-- Start of Records for the exercise --

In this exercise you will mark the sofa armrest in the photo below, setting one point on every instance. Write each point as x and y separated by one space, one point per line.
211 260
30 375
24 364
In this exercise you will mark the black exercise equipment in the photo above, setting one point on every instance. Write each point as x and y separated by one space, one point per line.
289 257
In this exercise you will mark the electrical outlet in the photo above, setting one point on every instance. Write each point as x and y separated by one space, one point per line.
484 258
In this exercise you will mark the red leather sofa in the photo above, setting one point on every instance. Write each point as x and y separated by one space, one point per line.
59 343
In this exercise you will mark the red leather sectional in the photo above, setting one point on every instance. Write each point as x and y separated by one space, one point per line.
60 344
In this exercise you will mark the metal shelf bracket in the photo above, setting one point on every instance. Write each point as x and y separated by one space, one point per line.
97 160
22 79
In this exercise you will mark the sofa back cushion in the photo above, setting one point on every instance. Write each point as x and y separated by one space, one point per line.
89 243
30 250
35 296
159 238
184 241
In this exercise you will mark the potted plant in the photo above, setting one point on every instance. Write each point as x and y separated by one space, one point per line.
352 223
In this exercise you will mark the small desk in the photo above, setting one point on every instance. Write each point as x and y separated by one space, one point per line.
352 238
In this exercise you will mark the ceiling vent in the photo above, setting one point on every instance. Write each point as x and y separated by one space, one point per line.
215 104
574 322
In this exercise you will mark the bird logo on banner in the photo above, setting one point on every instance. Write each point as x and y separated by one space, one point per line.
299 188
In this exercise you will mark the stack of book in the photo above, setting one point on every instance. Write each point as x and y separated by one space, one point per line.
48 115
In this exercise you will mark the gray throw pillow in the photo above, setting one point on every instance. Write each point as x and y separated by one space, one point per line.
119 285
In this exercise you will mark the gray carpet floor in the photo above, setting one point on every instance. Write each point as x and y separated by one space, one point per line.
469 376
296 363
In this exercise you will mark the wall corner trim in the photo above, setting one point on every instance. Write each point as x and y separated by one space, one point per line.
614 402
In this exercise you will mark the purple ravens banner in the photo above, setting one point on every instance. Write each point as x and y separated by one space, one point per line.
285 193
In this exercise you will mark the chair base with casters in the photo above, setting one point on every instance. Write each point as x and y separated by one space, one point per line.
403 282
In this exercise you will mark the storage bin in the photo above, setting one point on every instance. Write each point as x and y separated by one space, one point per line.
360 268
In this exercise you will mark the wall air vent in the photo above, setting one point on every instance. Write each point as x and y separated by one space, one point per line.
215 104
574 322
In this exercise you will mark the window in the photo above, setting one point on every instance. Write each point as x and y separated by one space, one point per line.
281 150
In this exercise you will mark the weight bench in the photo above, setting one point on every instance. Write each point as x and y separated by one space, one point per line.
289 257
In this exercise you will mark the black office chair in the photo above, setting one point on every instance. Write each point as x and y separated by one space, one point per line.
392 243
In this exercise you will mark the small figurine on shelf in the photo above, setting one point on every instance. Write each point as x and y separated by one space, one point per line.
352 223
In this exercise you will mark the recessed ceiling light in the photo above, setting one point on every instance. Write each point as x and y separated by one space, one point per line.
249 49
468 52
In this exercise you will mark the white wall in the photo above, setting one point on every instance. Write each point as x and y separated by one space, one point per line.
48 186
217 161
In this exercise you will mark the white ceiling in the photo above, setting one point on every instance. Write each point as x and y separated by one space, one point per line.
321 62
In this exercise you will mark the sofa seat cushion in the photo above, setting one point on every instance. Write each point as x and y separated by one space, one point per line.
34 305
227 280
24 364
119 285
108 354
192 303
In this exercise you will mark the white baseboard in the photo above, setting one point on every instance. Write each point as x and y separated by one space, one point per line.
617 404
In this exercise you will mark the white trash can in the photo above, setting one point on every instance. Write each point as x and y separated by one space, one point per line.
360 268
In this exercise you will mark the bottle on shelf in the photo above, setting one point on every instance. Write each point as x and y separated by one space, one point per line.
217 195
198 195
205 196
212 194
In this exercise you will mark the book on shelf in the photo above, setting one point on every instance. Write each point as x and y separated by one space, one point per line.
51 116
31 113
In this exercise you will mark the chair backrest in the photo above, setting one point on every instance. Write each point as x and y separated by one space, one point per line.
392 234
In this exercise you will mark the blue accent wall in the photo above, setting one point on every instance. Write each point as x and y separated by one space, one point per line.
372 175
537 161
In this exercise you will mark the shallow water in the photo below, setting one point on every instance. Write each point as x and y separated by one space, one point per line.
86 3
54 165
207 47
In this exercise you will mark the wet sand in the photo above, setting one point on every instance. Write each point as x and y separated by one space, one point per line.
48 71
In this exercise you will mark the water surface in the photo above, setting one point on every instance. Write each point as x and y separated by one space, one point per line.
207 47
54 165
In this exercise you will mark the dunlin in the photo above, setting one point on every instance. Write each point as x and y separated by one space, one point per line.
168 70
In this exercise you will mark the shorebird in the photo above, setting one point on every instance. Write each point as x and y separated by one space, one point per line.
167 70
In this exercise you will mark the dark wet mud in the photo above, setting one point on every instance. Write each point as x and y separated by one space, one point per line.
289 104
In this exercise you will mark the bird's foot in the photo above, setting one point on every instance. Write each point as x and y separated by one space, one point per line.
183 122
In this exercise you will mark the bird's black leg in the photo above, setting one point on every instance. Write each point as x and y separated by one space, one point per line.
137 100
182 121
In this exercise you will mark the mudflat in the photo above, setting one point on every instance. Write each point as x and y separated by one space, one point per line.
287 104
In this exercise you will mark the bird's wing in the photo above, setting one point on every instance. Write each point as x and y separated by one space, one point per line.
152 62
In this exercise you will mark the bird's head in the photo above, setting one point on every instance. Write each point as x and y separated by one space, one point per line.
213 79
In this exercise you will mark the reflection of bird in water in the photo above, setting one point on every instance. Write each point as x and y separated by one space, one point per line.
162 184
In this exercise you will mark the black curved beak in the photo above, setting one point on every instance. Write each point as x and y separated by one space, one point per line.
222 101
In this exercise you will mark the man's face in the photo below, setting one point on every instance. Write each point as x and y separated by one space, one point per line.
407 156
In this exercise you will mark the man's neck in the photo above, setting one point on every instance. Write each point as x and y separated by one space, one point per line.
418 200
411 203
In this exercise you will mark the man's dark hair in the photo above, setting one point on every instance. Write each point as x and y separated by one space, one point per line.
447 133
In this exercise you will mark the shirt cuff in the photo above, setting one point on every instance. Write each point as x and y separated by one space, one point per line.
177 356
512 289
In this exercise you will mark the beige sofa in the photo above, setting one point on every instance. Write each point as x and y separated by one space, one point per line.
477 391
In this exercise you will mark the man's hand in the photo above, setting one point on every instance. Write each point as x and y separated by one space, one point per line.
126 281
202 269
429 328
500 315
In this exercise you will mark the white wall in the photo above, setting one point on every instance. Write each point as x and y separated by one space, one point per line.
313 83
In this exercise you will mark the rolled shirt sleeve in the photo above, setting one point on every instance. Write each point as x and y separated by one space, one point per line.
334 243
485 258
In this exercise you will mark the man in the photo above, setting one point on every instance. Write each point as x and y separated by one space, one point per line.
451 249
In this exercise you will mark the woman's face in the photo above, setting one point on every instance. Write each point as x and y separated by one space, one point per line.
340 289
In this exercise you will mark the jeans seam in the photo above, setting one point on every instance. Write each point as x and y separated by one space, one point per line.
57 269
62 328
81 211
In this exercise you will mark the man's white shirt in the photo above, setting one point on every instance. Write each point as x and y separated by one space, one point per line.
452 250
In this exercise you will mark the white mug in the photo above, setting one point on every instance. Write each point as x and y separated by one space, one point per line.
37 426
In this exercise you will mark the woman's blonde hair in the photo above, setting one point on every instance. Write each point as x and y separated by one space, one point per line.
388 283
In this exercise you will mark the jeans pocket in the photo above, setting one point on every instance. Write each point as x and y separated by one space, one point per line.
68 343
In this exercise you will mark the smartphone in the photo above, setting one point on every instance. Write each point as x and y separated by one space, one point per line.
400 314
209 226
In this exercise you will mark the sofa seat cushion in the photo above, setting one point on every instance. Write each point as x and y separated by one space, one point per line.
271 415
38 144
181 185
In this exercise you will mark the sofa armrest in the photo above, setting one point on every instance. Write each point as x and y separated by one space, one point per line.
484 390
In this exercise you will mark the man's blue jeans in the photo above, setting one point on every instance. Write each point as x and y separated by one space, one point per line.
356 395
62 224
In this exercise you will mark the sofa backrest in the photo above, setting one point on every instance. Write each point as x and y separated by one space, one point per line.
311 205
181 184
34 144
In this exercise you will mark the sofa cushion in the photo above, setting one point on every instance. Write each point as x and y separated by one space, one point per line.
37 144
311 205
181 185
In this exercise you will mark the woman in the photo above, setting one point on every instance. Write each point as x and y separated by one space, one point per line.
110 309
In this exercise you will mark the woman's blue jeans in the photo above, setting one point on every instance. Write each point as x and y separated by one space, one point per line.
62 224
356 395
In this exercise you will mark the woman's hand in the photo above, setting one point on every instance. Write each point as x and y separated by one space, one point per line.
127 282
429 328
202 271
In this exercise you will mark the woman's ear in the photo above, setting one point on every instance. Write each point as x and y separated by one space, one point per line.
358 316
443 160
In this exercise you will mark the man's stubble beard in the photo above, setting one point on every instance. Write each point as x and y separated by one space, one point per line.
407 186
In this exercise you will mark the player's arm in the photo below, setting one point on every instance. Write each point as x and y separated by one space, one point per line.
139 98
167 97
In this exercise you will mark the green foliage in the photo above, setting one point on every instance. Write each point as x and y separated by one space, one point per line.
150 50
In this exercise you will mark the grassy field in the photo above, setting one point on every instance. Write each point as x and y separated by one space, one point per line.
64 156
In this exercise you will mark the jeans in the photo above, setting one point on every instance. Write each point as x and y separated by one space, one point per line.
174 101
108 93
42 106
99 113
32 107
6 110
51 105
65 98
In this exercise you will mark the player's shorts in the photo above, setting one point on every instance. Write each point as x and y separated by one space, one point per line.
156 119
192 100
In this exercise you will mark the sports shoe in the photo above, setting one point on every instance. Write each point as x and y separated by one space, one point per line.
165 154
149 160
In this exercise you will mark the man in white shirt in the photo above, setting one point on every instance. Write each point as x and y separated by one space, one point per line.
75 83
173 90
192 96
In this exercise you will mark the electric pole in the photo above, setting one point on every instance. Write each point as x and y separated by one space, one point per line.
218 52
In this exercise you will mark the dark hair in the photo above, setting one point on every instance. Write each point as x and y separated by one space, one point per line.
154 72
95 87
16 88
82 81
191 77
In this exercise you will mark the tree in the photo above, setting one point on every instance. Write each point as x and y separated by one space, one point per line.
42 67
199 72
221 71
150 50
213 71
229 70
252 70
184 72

-- End of Records for the exercise --

■ Objective: Could you give again exactly the lines from the line containing "In this exercise you will mark the green" through the final line of the data above, and no others?

■ Final result:
In this exercise you will mark the green foliage in the photo above, setting one point on every instance. Write each point as x and y separated by one space, one point per line.
150 50
In this exercise you will mark the grassy field in the photo above, setting one point on every instance. Write each point as x and y separated by one space, one point per line.
64 156
In this exercise you will mark the jeans in the photo above, setting one point on every instance. Write each point as x and y separated by one space, one point per line.
174 101
108 93
42 106
99 113
32 107
6 110
51 105
65 98
In this exercise you will mark the player's shorts in the photo above, setting one point on every instance. Write each point as x and y separated by one space, one point per line.
156 119
192 100
In this exercise you will mark the sports shoe in the photo above, setting one point on every instance. Write each point as x and y separated by one space, one point per line.
165 154
149 160
In this exercise you will mark the man in white shirt in the photo above, setting one point on every instance. Write each point as x and y separated by one space, one point per line.
75 83
173 90
192 96
In this exercise you will mark the electric pole in the photo above, setting one point on every instance. Write each point as x and y separated by one space, one point per line.
218 52
In this exercise you will mark the dark hair in the photo above, setting one point on every instance. Write each point as x and y separated by one space, one point per line.
154 72
95 87
16 88
82 81
191 77
In this exercise you will mark the tree in the photo above, setting one point on every instance. Write each point as x and y separated by one space, one point per line.
42 67
199 72
221 71
150 50
213 71
229 70
252 70
184 72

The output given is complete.